* **GIVEN TEXT**
╭──

I agree with Matt and Lenny. A copy is a copy is a copy and without proper licensing it's all equally subject to copyright and trademark laws. The damaged party would always be the owner of the copyright or trademark, not a licensee like MM. 

The probability of a big company coming after anyone at a low level of production is small. Unless they are trying to make a sacrificial lamb out of somebody to send a message, the low probability of substantial financial recovery will keep the lawyers at bay. I don't think anyone casting one-off knockoffs in their basement has to worry about a knock on the door - but that possibilty always exists.


----------



## Tazman6069 (Mar 20, 2005)

FLAWLESS ?????? For $65.00 it shouldn't have a pit above back window.For that kind of money i'd be picky. Atleast add some chrome to cover the pitting. But it is still some good work.


----------



## Tazman6069 (Mar 20, 2005)

Oh its the bluee 55 on ebay now


----------



## A/FX Nut (May 28, 2004)

These are nice cars by HO Detriot and MEV, but I can't see paying the prices for them. It's just too much for me to give up. The hobby store I race at recieved 2 MEV cars from REH and they sat on the shelf for several months. One was sold at 1/2 off and the other about 4 months later was purchased at the price marked as a gift for one of our racers. Randy.

╰──

* **PROVIDED RECORDS**
╭──

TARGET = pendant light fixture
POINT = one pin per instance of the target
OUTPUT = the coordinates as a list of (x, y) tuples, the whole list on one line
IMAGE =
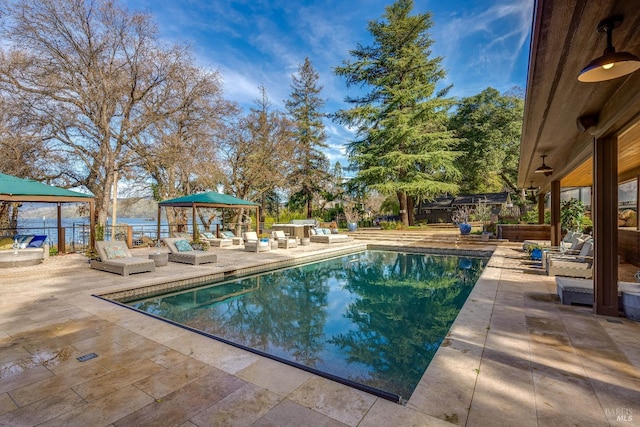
[(546, 170), (611, 64)]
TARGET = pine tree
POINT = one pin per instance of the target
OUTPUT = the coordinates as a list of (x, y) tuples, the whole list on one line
[(403, 146), (305, 108)]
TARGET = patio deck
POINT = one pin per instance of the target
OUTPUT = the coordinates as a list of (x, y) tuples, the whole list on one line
[(514, 356)]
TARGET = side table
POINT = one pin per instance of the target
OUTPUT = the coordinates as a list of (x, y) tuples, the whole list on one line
[(161, 259)]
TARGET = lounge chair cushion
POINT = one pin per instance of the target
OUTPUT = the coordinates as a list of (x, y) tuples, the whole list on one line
[(37, 241), (6, 243), (183, 246)]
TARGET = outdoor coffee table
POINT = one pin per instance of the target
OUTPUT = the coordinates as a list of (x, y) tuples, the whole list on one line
[(161, 259)]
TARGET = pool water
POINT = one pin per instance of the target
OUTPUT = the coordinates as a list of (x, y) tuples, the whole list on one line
[(375, 318)]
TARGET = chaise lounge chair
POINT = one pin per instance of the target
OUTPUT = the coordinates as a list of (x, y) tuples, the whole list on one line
[(284, 241), (181, 251), (215, 241), (115, 257), (580, 291), (580, 265), (253, 244)]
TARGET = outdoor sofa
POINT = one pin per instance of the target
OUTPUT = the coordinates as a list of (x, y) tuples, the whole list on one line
[(30, 250), (324, 235), (181, 251), (253, 244), (115, 257), (284, 241), (215, 241)]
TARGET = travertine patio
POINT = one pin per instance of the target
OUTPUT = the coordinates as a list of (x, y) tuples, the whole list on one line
[(514, 356)]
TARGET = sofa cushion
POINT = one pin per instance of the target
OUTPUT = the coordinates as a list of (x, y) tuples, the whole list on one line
[(183, 246), (6, 243), (37, 241), (115, 252)]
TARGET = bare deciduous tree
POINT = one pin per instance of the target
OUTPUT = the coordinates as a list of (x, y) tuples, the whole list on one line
[(96, 75), (258, 152)]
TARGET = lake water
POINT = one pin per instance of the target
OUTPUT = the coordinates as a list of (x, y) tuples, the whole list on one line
[(77, 228)]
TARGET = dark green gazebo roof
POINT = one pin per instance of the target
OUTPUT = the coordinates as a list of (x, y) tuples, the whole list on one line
[(13, 188), (210, 198)]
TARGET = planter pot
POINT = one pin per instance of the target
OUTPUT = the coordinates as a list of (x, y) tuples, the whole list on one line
[(464, 228), (536, 255)]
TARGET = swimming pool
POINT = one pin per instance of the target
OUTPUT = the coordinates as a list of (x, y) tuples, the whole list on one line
[(372, 319)]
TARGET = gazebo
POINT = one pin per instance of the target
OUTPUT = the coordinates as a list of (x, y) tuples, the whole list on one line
[(14, 189), (209, 199)]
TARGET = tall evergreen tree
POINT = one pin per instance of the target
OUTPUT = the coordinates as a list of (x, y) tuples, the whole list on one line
[(305, 108), (489, 126), (402, 146)]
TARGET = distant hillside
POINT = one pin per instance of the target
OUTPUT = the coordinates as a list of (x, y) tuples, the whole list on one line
[(127, 208)]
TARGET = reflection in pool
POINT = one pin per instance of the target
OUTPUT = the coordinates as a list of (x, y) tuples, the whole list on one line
[(375, 318)]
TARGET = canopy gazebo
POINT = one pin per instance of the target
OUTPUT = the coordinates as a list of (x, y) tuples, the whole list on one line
[(14, 189), (209, 199)]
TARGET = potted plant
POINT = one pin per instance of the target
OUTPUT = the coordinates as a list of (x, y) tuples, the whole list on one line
[(461, 218), (535, 252), (482, 213)]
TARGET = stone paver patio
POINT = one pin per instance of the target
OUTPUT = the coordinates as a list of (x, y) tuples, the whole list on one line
[(514, 356)]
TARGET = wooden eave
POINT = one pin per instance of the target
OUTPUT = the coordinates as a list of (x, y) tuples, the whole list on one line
[(564, 39)]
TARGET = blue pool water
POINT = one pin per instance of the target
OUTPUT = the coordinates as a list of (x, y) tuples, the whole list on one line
[(375, 318)]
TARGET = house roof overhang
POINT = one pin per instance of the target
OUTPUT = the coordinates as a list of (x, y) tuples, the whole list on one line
[(563, 40)]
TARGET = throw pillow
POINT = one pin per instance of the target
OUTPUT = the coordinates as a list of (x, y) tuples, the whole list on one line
[(37, 242), (23, 238), (577, 244), (6, 243), (183, 246)]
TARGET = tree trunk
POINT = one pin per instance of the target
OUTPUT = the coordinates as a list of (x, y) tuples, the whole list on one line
[(410, 210)]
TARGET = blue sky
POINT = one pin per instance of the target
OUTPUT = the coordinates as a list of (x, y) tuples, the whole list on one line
[(258, 42)]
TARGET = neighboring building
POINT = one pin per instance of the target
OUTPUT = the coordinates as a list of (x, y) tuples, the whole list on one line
[(441, 209)]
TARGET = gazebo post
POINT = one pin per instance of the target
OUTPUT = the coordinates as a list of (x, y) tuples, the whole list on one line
[(158, 229), (92, 225), (61, 243), (193, 220)]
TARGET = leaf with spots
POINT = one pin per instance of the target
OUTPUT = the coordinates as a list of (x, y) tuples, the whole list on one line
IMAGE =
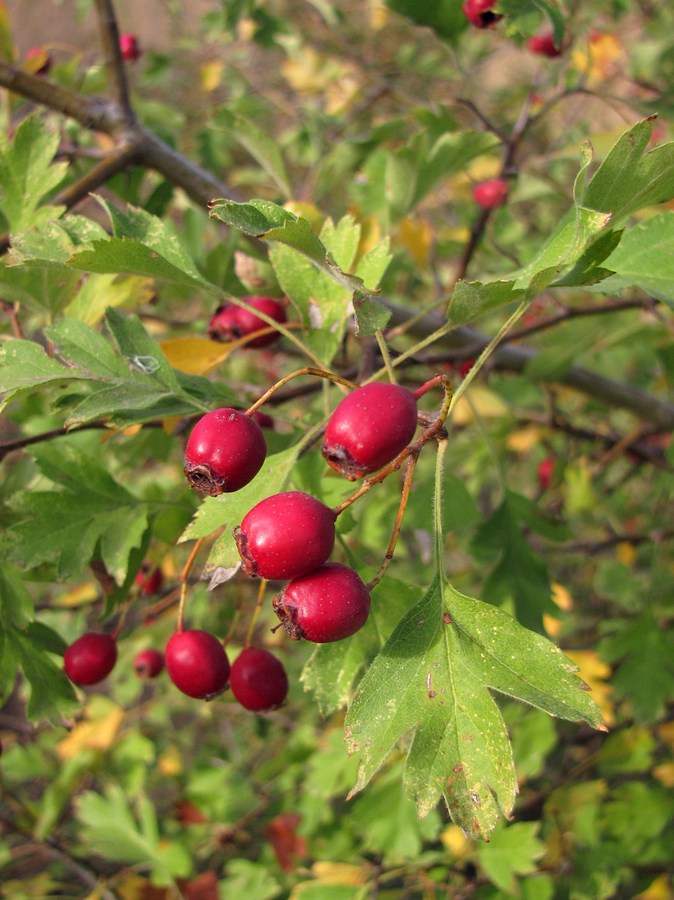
[(431, 685)]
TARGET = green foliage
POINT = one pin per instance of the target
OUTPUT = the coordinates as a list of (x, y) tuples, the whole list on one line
[(455, 743)]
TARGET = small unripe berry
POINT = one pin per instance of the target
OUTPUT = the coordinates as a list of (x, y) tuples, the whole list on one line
[(197, 663), (258, 680), (148, 663), (285, 535), (491, 193), (224, 452), (328, 604), (544, 45), (369, 428), (90, 658), (129, 47), (231, 322)]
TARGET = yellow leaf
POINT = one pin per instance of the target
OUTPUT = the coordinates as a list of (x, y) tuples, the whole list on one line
[(484, 402), (626, 553), (456, 842), (339, 873), (196, 355), (660, 889), (525, 439), (210, 74), (416, 236), (665, 774), (595, 673), (91, 734)]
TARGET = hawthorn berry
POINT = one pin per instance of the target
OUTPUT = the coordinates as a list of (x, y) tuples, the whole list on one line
[(231, 321), (225, 451), (479, 13), (258, 680), (129, 47), (90, 658), (544, 45), (148, 663), (285, 535), (491, 193), (328, 604), (197, 663), (369, 428), (149, 580)]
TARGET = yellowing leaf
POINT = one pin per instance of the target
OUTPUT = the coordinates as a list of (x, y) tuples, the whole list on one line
[(195, 355), (525, 439), (92, 734), (416, 236), (339, 873), (210, 74), (657, 890), (456, 842), (481, 401), (601, 59), (626, 553), (595, 672)]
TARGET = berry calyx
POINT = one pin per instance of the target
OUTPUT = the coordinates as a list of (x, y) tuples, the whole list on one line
[(369, 428), (491, 193), (197, 663), (149, 580), (231, 322), (225, 451), (285, 535), (129, 47), (90, 658), (328, 604), (258, 680), (544, 45), (479, 13), (148, 663)]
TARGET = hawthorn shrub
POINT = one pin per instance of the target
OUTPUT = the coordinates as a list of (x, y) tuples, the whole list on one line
[(444, 437)]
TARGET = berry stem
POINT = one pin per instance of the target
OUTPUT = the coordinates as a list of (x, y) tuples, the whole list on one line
[(256, 614), (436, 428), (308, 370), (404, 497), (184, 575)]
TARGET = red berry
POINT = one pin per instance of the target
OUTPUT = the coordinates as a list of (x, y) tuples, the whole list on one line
[(491, 193), (479, 13), (90, 658), (231, 322), (328, 604), (258, 680), (148, 663), (129, 48), (285, 535), (544, 45), (149, 580), (369, 428), (225, 451), (197, 663), (545, 472)]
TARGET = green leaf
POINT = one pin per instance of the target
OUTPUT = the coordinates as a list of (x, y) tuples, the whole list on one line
[(630, 178), (511, 851), (643, 259), (262, 147), (91, 514), (28, 174), (433, 679), (471, 299)]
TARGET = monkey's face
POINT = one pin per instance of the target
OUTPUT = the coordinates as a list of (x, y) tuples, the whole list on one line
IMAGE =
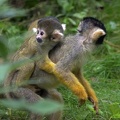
[(43, 37), (49, 31), (93, 29)]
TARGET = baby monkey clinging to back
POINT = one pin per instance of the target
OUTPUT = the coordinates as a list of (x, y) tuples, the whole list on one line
[(70, 55)]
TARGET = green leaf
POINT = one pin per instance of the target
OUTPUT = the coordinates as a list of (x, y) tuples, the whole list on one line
[(4, 68), (45, 107), (115, 109), (42, 107)]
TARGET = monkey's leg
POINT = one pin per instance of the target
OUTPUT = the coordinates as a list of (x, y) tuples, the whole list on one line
[(31, 97), (56, 96), (65, 77), (91, 93)]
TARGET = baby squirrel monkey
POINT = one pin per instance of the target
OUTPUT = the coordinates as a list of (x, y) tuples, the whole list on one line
[(70, 56), (49, 33)]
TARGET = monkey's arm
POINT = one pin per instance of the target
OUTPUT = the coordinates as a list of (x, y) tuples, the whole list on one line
[(65, 77), (91, 93)]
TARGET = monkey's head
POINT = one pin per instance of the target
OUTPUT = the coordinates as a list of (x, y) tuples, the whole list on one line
[(49, 30), (93, 29)]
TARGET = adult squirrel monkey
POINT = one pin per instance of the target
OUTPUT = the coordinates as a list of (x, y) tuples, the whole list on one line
[(49, 33), (70, 56)]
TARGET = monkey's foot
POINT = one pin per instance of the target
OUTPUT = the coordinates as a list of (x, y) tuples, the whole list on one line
[(47, 65), (82, 102), (95, 104)]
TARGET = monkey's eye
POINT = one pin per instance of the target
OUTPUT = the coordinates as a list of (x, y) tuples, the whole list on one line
[(79, 31), (52, 38), (37, 31), (41, 33)]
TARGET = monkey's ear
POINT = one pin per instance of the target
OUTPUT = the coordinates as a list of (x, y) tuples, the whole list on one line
[(64, 26), (34, 30), (97, 34), (57, 35)]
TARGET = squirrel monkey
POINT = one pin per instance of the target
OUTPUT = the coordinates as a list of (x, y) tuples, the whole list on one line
[(49, 33), (70, 56)]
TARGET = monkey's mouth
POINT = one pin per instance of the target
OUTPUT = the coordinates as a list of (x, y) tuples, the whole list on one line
[(39, 40)]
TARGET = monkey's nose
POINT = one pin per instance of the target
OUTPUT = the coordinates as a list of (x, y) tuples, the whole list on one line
[(39, 40)]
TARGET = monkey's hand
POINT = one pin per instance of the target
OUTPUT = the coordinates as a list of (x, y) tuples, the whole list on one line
[(46, 65)]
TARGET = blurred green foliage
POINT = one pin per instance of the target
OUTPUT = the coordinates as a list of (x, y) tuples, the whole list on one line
[(103, 69)]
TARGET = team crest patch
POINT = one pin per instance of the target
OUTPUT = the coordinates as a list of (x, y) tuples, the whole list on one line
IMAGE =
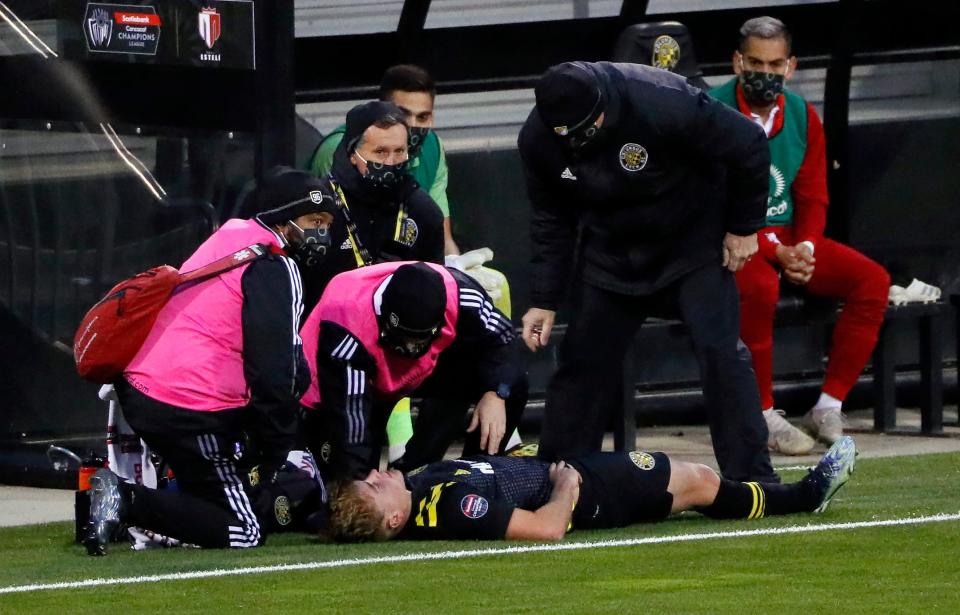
[(644, 461), (409, 231), (281, 510), (474, 506), (666, 52), (633, 157)]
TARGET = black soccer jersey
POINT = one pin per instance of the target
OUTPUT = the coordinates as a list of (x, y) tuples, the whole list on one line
[(473, 498)]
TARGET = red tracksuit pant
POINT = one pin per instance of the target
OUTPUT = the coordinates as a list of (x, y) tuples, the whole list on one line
[(840, 273)]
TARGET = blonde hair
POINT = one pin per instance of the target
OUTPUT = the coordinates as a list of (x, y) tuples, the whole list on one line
[(353, 516)]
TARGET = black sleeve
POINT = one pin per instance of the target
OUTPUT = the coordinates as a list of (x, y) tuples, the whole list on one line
[(429, 246), (455, 511), (489, 335), (273, 362), (718, 132), (345, 375), (553, 230)]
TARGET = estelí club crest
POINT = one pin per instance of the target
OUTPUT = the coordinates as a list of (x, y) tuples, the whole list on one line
[(208, 22)]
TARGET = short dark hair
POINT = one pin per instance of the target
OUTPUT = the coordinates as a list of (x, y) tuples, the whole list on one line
[(766, 28), (406, 78)]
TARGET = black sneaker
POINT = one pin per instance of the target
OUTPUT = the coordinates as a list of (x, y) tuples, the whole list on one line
[(105, 504)]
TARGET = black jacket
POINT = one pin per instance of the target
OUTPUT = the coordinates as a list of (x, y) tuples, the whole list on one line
[(674, 171), (375, 212)]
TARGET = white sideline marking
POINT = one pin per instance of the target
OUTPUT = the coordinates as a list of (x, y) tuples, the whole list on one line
[(441, 555)]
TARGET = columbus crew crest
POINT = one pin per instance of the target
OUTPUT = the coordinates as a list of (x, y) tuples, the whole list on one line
[(208, 21), (644, 461), (408, 232), (633, 157), (281, 510), (666, 52)]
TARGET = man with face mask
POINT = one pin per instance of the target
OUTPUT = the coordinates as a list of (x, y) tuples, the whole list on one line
[(796, 216), (413, 90), (215, 387), (382, 213), (388, 331), (664, 188)]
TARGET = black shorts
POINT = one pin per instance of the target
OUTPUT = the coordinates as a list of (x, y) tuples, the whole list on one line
[(620, 489)]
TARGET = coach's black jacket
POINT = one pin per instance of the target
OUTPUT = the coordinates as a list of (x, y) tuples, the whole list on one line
[(675, 171)]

╰──

* **DESCRIPTION OF THE TASK**
Write a continuation of the forum thread above about copied model car bodies, starting right after its last post.

* **EXERCISE RESULT**
----------



## pickeringtondad (Apr 14, 2005)

*These prices just seems too high to me.*

Forty to Sixty beans it about $20.00 bucks too much - for what I'm seeing on that web site.


----------



## T-jetjim (Sep 12, 2005)

My wife bought me one HO Detroit car and it sits. It is a black fairlane and is beautifully polished. I never race it for fear of damaging it. I collect cars to race not to look at. Unless I great a great deal or a blemish, I don't see me buying cars at the $50/$60 range. I like the looks of a Bauer, but yet to spring for one.

Besides, I just bought 40 T-jet bodies for $26. I have projects for a lifetime!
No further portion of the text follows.